All entries must be transcribed without a single difference.

(MATERIAL TO PROCESS)

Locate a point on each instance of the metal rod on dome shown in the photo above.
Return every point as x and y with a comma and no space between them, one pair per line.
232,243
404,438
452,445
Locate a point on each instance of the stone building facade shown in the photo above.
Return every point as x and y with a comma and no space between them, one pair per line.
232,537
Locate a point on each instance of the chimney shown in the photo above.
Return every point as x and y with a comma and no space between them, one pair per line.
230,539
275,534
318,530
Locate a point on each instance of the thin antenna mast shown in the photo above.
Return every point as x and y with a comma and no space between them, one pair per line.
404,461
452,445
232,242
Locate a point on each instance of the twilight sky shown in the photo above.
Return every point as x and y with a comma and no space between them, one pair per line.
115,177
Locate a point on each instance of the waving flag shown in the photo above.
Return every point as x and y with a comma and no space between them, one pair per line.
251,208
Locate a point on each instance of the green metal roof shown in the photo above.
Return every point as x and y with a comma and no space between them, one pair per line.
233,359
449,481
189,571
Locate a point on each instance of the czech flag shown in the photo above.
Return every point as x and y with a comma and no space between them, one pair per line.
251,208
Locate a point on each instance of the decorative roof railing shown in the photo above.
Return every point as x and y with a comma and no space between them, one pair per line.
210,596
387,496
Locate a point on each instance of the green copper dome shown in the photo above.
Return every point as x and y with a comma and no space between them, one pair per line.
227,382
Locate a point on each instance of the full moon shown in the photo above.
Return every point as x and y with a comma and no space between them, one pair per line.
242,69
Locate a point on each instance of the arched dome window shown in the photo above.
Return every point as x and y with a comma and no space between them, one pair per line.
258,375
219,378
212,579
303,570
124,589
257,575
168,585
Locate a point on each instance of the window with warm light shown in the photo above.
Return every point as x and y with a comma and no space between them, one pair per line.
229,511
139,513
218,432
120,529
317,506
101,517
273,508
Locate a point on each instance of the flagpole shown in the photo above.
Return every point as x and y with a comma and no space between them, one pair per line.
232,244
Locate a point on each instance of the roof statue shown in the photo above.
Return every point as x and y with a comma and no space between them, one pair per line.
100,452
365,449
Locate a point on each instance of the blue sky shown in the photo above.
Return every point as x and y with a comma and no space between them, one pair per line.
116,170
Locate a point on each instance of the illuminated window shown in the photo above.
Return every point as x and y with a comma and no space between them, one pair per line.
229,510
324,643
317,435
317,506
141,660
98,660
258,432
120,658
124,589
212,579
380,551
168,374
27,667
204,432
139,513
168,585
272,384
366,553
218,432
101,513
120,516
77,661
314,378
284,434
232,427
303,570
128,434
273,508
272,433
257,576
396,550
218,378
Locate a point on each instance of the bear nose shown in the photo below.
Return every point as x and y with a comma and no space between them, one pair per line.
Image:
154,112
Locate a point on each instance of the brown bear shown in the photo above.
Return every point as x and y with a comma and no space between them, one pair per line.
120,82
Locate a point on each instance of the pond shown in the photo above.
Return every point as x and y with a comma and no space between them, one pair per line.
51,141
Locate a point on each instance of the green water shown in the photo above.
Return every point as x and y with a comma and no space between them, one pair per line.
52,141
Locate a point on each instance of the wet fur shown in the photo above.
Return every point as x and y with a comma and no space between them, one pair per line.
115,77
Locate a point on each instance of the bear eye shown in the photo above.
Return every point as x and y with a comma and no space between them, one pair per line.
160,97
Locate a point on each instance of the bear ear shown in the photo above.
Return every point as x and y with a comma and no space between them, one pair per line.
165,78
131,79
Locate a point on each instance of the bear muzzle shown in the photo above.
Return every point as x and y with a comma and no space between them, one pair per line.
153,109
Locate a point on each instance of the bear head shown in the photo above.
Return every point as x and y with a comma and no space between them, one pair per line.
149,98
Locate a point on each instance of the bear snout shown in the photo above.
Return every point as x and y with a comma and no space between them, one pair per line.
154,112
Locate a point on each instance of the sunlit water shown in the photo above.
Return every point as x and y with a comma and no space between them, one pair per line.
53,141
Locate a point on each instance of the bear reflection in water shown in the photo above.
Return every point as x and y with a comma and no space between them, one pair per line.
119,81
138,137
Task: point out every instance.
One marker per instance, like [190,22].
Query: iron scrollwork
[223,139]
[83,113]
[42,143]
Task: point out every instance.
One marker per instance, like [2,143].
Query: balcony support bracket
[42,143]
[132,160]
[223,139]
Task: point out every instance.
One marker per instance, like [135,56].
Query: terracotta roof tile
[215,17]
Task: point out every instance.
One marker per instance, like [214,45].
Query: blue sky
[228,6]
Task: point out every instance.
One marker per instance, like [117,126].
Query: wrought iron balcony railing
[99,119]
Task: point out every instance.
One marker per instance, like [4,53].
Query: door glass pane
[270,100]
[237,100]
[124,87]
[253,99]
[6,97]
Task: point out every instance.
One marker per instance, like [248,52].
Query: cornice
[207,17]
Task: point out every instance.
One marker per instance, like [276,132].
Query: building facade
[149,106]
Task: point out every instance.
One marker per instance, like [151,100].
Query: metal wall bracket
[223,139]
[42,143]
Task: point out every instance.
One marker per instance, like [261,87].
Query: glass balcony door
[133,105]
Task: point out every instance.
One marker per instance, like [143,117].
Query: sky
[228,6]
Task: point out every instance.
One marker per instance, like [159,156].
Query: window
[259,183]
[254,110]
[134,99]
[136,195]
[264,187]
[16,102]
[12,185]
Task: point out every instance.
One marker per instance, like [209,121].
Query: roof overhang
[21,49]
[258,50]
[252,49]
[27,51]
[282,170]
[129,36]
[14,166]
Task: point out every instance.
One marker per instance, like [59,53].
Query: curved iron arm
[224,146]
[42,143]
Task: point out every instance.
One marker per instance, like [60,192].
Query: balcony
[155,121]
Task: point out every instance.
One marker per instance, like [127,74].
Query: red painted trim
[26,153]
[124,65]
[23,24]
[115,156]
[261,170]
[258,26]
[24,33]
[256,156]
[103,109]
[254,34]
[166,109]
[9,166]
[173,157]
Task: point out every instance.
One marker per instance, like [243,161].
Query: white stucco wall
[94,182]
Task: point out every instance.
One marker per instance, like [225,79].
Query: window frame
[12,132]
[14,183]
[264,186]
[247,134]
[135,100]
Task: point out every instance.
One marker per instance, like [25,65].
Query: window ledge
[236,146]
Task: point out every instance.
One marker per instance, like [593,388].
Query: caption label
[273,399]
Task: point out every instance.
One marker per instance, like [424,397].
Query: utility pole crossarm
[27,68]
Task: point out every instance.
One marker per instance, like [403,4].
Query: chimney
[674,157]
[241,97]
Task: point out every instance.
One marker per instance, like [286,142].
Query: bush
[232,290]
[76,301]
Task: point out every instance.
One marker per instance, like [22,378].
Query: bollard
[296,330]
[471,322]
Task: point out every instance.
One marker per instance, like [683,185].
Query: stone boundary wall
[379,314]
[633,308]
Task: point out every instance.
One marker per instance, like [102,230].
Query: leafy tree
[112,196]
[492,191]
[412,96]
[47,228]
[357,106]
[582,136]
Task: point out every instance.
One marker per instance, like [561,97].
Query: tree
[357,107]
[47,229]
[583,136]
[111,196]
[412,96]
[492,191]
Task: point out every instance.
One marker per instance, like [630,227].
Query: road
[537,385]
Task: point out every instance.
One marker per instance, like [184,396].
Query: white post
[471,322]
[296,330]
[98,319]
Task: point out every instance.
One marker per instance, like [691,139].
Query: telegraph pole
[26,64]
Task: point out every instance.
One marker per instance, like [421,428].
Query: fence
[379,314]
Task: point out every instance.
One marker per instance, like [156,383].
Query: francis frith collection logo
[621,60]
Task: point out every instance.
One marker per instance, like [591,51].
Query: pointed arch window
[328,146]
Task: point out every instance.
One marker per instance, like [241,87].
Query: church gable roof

(End MATERIAL TO PROCESS)

*REPLY*:
Locate a point on each instance of the metal rod on dome shown in the photo above.
Return every point as x and y with a comma and no space between them, one pair per line.
232,243
404,438
452,445
Locate a point on each instance of the stone building facade shown in the photo above.
Return every point as x and y with a comma and no space between them, one pair per line.
232,537
Locate a point on each instance of the chimney shown in the photo above.
Return every point as x and y with a comma and no space between them, one pair per line.
230,539
275,534
318,530
Locate a point on each instance of the thin antenna mast shown in the photo above.
Return every point as x and y with a comma and no space between them, one pair per line.
404,461
452,445
232,242
Locate a point on each instance of the twilight sky shown in the photo above.
Return every point as x and y with a comma and no space between them, one pair per line.
115,177
Locate a point on each instance of the waving flag shown in the photo above.
Return every point as x and y with a comma and no space between them, one pair per line.
251,208
Locate a point on each instance of the green metal roof shown in the photo above.
Return every point as x and y with a comma and no space between them, one pair per line.
233,359
449,481
189,571
Locate a point on each instance of the czech flag shown in the photo above.
Return every point as x and y with a comma and no space between them, one pair per line.
251,208
Locate a point on each instance of the decorative roof railing shown in the photo above.
Return every point as x and y with a comma and no space between them, one pair per line.
210,596
387,496
Locate a point on each instance of the green copper dome shown in the photo above.
Return every point as x and y with a comma and no space between them, one pair per line.
227,382
Locate a point on each instance of the full moon shown in the photo above.
Return every point as x and y with a comma and no space between them, one pair per line.
242,69
Locate a point on each instance of the arched dome window shown in the photo above.
Return every point as x and y with a comma and no space between them, one pair per line.
258,375
219,378
212,579
303,570
124,589
257,575
168,585
Locate a point on each instance of the window with warm light shown in the photo above.
Return every point as x and y with a comma and no space between them, one pair per line.
229,511
139,513
218,432
120,529
317,506
101,517
273,508
Locate a point on each instance of the flagpole shown in the photo above.
Return every point as x and y with a comma and no space between them, one pair per line.
232,244
Locate a point on each instance of the roof statue shown in the photo above.
Return every point as x and y with a comma and no space between them, one pair per line.
100,452
365,449
Locate a point on each instance of the blue sky shown in the photo above.
Return every point as x and y with a comma and no space between them, one pair per line.
116,170
Locate a point on each instance of the illuminated window shown in the photo above.
Return every point as x and y with a comma and no space between them, one pair per line.
229,510
324,643
317,435
317,506
141,660
98,660
258,432
120,658
124,589
212,579
380,551
168,374
27,667
204,432
139,513
168,585
272,384
366,553
218,432
101,513
120,516
77,661
314,378
284,434
232,427
303,570
128,434
273,508
272,433
257,576
396,550
218,378
Locate a point on each instance of the bear nose shown in the photo below.
Return every point as x and y with a comma and no space between them, one pair per line.
Image:
154,112
Locate a point on each instance of the brown bear shown in the photo above.
Return every point as x and y with a comma and no space between them, one pair per line.
120,82
Locate a point on each instance of the pond shown in the photo above.
Return every point as x and y with a comma and no space between them, one pair per line.
51,141
Locate a point on each instance of the green water shown in the photo above.
Return every point as x and y with a comma and no space between them, one pair per line.
52,141
Locate a point on each instance of the wet fur shown in the photo above.
Return every point as x and y with a comma and no space between them, one pair per line.
115,77
Locate a point on each instance of the bear eye shown in the photo above.
Return every point as x and y with a comma and no space between them, one pair per line.
160,97
Locate a point on each instance of the bear ear shown in the photo above.
Return every point as x and y with a comma and no space between them, one pair per line.
165,78
131,79
Locate a point on each instance of the bear muzzle shown in the photo above.
Return every point as x and y with a comma and no space between them, one pair per line.
153,109
Locate a point on each instance of the bear head shown in the photo above.
Return every point as x and y with a comma and no space between them, one pair per line.
149,98
Locate a point on each instance of the bear snout shown in the photo above.
Return every point as x and y with a comma and no space between them, one pair per line.
154,112
Locate a point on each instance of the sunlit water shown in the photo above.
Return every point as x and y with a comma and no space between them, one pair per line.
53,141
Locate a point on each instance of the bear reflection in water shown in the photo above.
Return every point as x and y with a comma and no space between them, one pair per line.
119,81
138,137
Task: point out every instance.
One marker per instance, like [190,22].
Query: iron scrollwork
[223,139]
[83,113]
[42,143]
Task: point out every instance.
One marker per instance, like [2,143].
Query: balcony support bracket
[42,143]
[132,160]
[223,139]
Task: point out every instance.
One marker per instance, like [135,56].
Query: terracotta roof tile
[215,17]
Task: point out every instance.
One marker per instance, like [214,45].
Query: blue sky
[228,6]
Task: point out every instance.
One marker per instance, like [117,126].
Query: wrought iron balcony railing
[99,119]
Task: point out every instance.
One marker per instance, like [4,53].
Query: door glass pane
[270,100]
[237,100]
[124,87]
[253,99]
[6,97]
Task: point out every instance.
One marker per instance, like [248,52].
Query: cornice
[207,17]
Task: point out every instance.
One marker per instance, like [276,132].
Query: building facade
[149,106]
Task: point out every instance.
One marker per instance, like [151,100].
Query: metal wall bracket
[223,139]
[42,143]
Task: point out every instance.
One marker per instance, like [261,87].
Query: glass balcony door
[133,105]
Task: point out every instance.
One marker per instance, like [143,117].
Query: sky
[228,6]
Task: point out every instance.
One marker per instance, like [159,156].
Query: window
[259,183]
[254,110]
[134,99]
[136,195]
[264,187]
[16,102]
[12,185]
Task: point out every instance.
One marker per instance, like [209,121].
Query: roof overhang
[21,49]
[258,50]
[252,49]
[27,51]
[282,170]
[129,36]
[14,166]
Task: point out every instance.
One marker per instance, like [59,53].
Query: curved iron arm
[224,146]
[42,143]
Task: point out every instance.
One marker per instance, like [60,192].
Query: balcony
[155,121]
Task: point out every instance.
One marker per instance, like [127,74].
Query: red painted trim
[26,153]
[124,65]
[23,24]
[115,156]
[261,170]
[258,26]
[24,33]
[256,156]
[103,109]
[254,34]
[166,109]
[9,166]
[173,157]
Task: point out every instance.
One marker per instance, like [243,161].
Query: white stucco wall
[94,182]
Task: point out every instance.
One marker per instance, like [225,79].
Query: window frame
[12,132]
[14,183]
[264,186]
[247,134]
[135,100]
Task: point out every instance.
One marker per instance, like [25,65].
Query: window ledge
[236,146]
Task: point out every instance.
One marker per instance, like [593,388].
Query: caption label
[273,399]
Task: point out every instance.
One marker per instance, like [424,397].
Query: utility pole crossarm
[27,68]
Task: point out every instance.
One marker per instance, like [403,4].
Query: chimney
[674,157]
[241,97]
Task: point out every instance.
One marker per instance, like [286,142].
Query: bush
[232,290]
[76,301]
Task: point out every instance.
One marker per instance, like [22,378].
Query: bollard
[296,330]
[471,322]
Task: point out every instance.
One marker per instance, like [683,185].
Query: stone boundary wall
[379,314]
[633,308]
Task: point out every instance.
One marker per instance, like [102,230].
Query: leafy tree
[112,196]
[492,191]
[412,96]
[47,228]
[357,106]
[582,136]
Task: point out every instance.
One marker per instance, like [561,97].
Query: tree
[357,107]
[47,229]
[583,136]
[111,196]
[412,96]
[492,191]
Task: point out every instance.
One marker per instance, like [630,227].
Query: road
[537,385]
Task: point out every instance.
One marker per instance, like [184,396].
Query: white post
[471,322]
[296,330]
[98,319]
Task: point out every instance.
One marker per instance, like [691,139].
Query: telegraph pole
[26,64]
Task: point out every instance.
One marker per instance, like [421,428].
Query: fence
[379,314]
Task: point out every instance.
One marker per instance, like [156,383].
Query: francis frith collection logo
[621,60]
Task: point out every instance.
One marker per instance, like [591,51].
Query: pointed arch window
[328,146]
Task: point out every instance.
One marker per instance, like [241,87].
Query: church gable roof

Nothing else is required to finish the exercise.